— SOURCE —
# # # #
We departed here about12:45, and after a trip to the home center for more wiring supplies, headed to Portland to the tile store.  As we approached, I didn't see any cars in the lot.  Uh-oh.  It turned out they closed at 2.  (It was 3 PM now.)  What an idiot!  We salvaged the afternoon by going to the lighting store instead.


Nice sunrise today.
I began the day running 12/2 wiring to the receptacle boxes upstairs.  I believe I ended up with 3, or perhaps 4, circuits.  Three, I think, which was fewer than I had expected for some reason.  In any event, I ran a couple of the circuits through the interior plumbing wet wall at the back of the house, and then ran the additional one through the interior stud walls next to the staircase.

With all the receptacles wires throughout the house, it was time for me to move on to the lighting circuits.  I didn't have a firm lighting plan, but had made a general list--both on paper and in my head--and now I needed to bring it together somehow, and try not to forget anything.  For lighting circuits, I chose the slightly smaller 14/2 wiring size, which is much easier to work with than the 12/2.

Lighting circuits are complicated by the need for switches.  In a log cabin, with the solid exterior walls and exposed beam ceilings, providing switches for all the lighting becomes even more challenging.   During log construction, I had decided against installing most of the switches in any of the log walls, planning instead on a sort of "control center" on the interior stair wall.  Despite the extra long runs required to bring most of the lighting circuits through this wall, I figured it would be more convenient than having to run so many wires into the log walls, particularly at switch height.
# # # #
— Stored data —
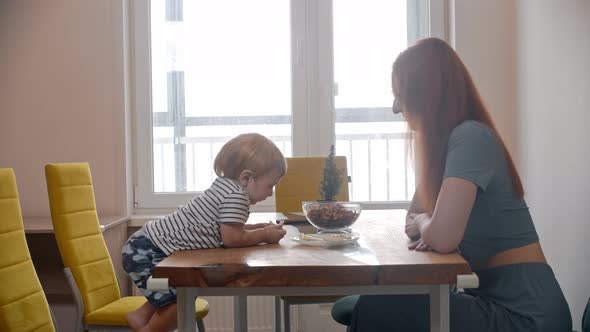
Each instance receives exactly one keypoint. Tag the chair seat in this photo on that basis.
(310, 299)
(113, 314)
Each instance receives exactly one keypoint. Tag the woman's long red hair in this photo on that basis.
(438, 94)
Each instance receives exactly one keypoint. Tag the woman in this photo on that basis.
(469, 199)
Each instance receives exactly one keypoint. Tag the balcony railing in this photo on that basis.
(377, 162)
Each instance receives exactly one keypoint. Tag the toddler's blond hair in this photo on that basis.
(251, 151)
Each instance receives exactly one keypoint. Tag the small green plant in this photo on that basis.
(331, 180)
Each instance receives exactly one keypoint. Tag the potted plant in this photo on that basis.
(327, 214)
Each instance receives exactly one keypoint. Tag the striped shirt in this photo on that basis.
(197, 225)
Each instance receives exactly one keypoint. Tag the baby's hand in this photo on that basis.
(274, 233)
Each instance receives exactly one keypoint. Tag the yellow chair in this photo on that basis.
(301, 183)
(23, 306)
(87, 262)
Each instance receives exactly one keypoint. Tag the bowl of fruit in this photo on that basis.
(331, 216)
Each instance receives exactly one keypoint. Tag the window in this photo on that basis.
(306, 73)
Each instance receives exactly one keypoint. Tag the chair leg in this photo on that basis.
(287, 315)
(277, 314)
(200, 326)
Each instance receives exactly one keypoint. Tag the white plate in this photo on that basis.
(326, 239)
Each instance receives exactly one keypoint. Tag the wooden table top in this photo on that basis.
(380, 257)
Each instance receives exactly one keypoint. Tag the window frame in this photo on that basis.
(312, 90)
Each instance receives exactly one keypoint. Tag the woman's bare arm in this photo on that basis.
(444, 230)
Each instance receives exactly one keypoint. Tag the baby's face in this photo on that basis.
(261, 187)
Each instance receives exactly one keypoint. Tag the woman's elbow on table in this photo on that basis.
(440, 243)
# # # #
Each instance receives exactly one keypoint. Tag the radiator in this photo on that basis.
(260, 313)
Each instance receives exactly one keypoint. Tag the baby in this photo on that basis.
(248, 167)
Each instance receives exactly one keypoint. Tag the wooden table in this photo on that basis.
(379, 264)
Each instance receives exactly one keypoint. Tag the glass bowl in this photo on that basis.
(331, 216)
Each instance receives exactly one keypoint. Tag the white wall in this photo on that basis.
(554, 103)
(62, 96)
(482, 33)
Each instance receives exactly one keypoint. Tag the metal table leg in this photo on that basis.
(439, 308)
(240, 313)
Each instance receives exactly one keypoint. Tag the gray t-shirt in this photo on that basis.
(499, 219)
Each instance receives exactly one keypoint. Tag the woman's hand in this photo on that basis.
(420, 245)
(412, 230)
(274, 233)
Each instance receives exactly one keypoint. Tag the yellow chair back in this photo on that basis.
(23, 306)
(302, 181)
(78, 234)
# # # #
— SET EXERCISE —
In the account of wiring the log cabin, what wire size was chosen for the lighting circuits? These items have no connection to the text.

— RESULT FOR THIS TASK —
The slightly smaller 14/2 wiring.